**TASKS FOR THIS EXERCISE**
1: Check each statement against the review of the film Yesterday: (a) Ellie works as a school teacher; (b) Jack's friends recognize "Yesterday" when he plays it for them; (c) Ellie's love for Jack began only after he became famous. Answer yes or no for each, and quote the words from the review that decide it.
2: Pull the passage from the review of the film Yesterday that runs from "The movie certainly" to "know of them?", and copy it word for word.

Himesh Patel in Yesterday / Photo: Jonathan Prime, Universal Pictures
I not sure whether Academy Award-wining director Danny Boyle’s latest film “Yesterday” works better as a light-weight romantic comedy or as a love letter to the Beatles, but either way the film hits the spot like a cool a sip of lemonade on a summer afternoon.
The movie certainly is both, and is quite effective in the moment, though there’s really not a lot to it. The general plot itself would work as well as a Lifetime movie, and its central conceit could be shifted around in support of just about any bit of influential pop culture.
However by using the Beatles as the catalyst for this trifling love story, no doubt, makes the film better. Our familiarity with and the likability of John, Paul, George, and Ringo’s most popular works buys the film a great deal of good will.
I mean, who doesn’t like the Beatles or at least know of them?
Can you really imagine a world without their music or if you were the only one who knew of it?
That’s the position our lead Jack (Himesh Patel) finds himself in after a worldwide incident erases the knowledge of the Beatles and their songs from the Earth’s collective memory, except for our struggling singer-songwriter.
When Jack plays “Yesterday” for his friends, they don’t recognize McCartney’s chestnut. As he reels off a half dozen other Beatles hits to his friends, they sit dumbfounded, including school teacher Ellie (Lily James), his best friend/manager/roadie/groupie all rolled up into one.
Jack is blind to Ellie’s longtime love for him that dates back to their teenage years. Part of that is because of his self-absorbed attempt to find stardom as a musician at her insistence, and part of it is because he’s afraid he might lose what they have if he makes a move.

**RECORD EXTRACTS**
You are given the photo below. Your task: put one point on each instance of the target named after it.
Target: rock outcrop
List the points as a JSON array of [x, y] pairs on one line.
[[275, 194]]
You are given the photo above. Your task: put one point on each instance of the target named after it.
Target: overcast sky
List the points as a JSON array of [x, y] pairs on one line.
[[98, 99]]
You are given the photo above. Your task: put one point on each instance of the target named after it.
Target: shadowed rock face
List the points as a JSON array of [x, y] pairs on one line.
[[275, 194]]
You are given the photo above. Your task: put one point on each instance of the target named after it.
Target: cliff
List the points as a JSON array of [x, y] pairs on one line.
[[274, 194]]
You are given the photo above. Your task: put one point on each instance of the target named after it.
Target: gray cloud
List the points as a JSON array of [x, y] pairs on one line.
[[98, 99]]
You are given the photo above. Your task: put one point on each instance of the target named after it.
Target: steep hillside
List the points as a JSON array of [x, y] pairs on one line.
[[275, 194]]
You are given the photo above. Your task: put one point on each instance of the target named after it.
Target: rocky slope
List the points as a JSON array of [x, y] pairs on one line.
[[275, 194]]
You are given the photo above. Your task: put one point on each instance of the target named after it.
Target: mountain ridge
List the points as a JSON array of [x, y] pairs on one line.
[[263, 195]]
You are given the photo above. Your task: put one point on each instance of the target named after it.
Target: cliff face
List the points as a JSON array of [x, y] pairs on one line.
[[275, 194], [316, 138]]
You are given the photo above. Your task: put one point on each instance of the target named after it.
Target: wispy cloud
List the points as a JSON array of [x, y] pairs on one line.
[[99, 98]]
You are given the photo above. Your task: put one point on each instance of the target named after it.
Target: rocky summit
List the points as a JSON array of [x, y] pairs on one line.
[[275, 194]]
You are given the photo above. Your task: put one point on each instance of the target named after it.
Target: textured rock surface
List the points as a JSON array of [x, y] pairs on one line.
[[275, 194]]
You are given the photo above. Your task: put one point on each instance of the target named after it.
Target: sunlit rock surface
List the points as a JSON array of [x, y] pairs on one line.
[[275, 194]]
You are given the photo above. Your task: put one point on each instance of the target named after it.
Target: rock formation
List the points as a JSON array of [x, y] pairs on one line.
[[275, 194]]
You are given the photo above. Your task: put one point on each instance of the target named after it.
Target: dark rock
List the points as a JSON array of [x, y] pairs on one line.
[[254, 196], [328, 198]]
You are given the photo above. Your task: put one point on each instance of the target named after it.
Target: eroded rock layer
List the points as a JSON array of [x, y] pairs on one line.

**THE REPLIES**
1:
(a) Yes: "including school teacher Ellie (Lily James)"
(b) No: "they don’t recognize McCartney’s chestnut"
(c) No: "Ellie’s longtime love for him that dates back to their teenage years"

2:
The movie certainly is both, and is quite effective in the moment, though there’s really not a lot to it. The general plot itself would work as well as a Lifetime movie, and its central conceit could be shifted around in support of just about any bit of influential pop culture.
However by using the Beatles as the catalyst for this trifling love story, no doubt, makes the film better. Our familiarity with and the likability of John, Paul, George, and Ringo’s most popular works buys the film a great deal of good will.
I mean, who doesn’t like the Beatles or at least know of them?